Work to be completed: Restate all the data exactly, so that each line is the same as before.

Data extracted from a collection:
- Opening Delimiter -
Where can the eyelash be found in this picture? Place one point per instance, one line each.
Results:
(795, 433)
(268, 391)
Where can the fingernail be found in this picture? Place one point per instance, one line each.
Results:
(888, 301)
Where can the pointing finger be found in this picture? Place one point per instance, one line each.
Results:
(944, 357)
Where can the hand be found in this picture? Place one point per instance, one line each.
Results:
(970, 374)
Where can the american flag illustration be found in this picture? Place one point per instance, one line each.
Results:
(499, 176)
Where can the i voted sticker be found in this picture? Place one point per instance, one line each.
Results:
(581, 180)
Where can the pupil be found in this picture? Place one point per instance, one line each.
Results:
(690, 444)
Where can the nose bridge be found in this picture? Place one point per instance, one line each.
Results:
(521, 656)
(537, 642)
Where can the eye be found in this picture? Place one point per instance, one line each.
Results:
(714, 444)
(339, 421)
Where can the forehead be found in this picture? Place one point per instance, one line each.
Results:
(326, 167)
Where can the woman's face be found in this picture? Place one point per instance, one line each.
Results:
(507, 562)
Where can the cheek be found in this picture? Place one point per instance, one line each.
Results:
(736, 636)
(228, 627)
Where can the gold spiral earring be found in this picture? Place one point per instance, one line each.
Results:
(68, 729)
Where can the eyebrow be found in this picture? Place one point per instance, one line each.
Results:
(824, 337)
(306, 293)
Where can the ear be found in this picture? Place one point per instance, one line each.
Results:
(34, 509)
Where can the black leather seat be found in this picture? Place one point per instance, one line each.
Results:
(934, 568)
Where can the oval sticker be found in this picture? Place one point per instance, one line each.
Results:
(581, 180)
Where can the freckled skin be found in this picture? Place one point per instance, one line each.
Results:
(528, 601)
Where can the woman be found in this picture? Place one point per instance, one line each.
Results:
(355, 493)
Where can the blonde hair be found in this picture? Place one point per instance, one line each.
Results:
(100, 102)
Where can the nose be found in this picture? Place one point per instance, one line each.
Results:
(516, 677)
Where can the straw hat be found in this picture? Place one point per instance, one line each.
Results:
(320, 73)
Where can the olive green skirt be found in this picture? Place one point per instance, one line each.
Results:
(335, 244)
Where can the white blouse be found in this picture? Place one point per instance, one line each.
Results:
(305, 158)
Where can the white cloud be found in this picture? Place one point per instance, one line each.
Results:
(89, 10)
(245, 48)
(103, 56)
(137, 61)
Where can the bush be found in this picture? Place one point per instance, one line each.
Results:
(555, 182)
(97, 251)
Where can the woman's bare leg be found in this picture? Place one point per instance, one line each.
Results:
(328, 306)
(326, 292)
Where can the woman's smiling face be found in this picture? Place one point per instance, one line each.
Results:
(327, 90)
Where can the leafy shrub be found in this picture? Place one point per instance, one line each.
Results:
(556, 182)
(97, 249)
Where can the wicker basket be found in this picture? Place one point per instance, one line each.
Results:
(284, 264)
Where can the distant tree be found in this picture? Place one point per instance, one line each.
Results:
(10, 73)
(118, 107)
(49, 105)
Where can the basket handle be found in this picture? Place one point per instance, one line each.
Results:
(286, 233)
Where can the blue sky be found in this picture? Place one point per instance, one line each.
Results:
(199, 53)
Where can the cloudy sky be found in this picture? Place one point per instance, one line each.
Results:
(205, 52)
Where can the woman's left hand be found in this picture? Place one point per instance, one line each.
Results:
- Closing Delimiter -
Solution to this exercise:
Where can the eyelash be found in this picture? Place one point per instance, one line each.
Results:
(795, 433)
(268, 391)
Where can the fingernail be found in this picture? Place one point per instance, one line each.
Results:
(888, 301)
Where can the pointing finger be found in this picture? Place one point per instance, one line each.
Results:
(944, 357)
Where can the hand be found in this picture? Place one point per instance, one line each.
Results:
(970, 374)
Where can the american flag illustration be found in this picture? Place one point per instance, one line each.
Results:
(499, 176)
Where can the i voted sticker be found in this picture? Place one point per instance, one line each.
Results:
(581, 180)
Where can the pupil be found in this picture? Place one point per instance, one line each.
Results:
(690, 444)
Where can the nose bridge be found in this picture? Place one point per instance, one line each.
Results:
(521, 656)
(537, 642)
Where can the eye be found in this picture? Place one point per instance, one line each.
Results:
(714, 444)
(339, 421)
Where can the forehead be found in this picture? Place one point per instance, one line each.
Results:
(326, 167)
Where can the woman's face be found in this picture? Place one point per instance, one line each.
Results:
(507, 562)
Where can the cheek be found in this picture? Place one point per instance, one line each.
Results:
(736, 636)
(228, 627)
Where can the gold spiral earring be found in this picture? Place one point per instance, one line each.
Results:
(68, 729)
Where can the eyebrow be found in this picture? Place one point per instance, one line each.
Results:
(824, 337)
(306, 293)
Where can the ear be found in this picture? Place one point per instance, one line each.
Results:
(34, 509)
Where can the black leather seat be found in this picture? Place one point per instance, one line each.
Results:
(934, 568)
Where can the oval sticker be found in this picture? Place one point per instance, one line each.
Results:
(581, 180)
Where can the freckled skin be found in this picture? Place one point per instance, one line each.
Results:
(528, 601)
Where can the woman be found in this picture? Place one point per instance, one line each.
Results:
(355, 493)
Where can the blonde hair be found in this picture? Place one point per instance, one line each.
Results:
(100, 102)
Where can the nose be found in this picture? Place one point per instance, one line each.
Results:
(516, 677)
Where can the straw hat be found in this picture? Place one point per instance, one line each.
Results:
(320, 73)
Where can the olive green skirt be found in this picture? Place one point per instance, one line each.
Results:
(335, 244)
Where can the white blouse be found in this picture? Place one point per instance, one line each.
Results:
(305, 158)
Where can the white cloud be found in this picture? Place one point per instance, one line each.
Results:
(89, 10)
(245, 48)
(103, 56)
(137, 61)
Where can the bush be found in this picture? Place one point per instance, one line each.
Results:
(555, 182)
(97, 251)
Where can the woman's bare leg be found in this picture? Place one point per instance, one line each.
Results:
(328, 306)
(326, 292)
Where can the woman's smiling face be found in this picture? Place one point per instance, one line each.
Results:
(327, 90)
Where can the leafy shrub be found in this picture? Place one point per instance, one line each.
Results:
(556, 182)
(97, 249)
Where can the wicker basket be found in this picture? Place one point per instance, one line each.
Results:
(284, 264)
Where can the distant tree be found in this picture? Place one point per instance, one line each.
Results:
(10, 73)
(118, 107)
(49, 105)
Where can the basket handle be found in this picture? Place one point per instance, one line each.
Results:
(286, 233)
Where can the blue sky be found in this picture? Place one point per instance, one line each.
Results:
(199, 53)
Where can the cloudy sky be found in this picture? Place one point per instance, one line each.
Results:
(205, 52)
Where can the woman's left hand be found in this picture? Place one point per instance, one line each.
Results:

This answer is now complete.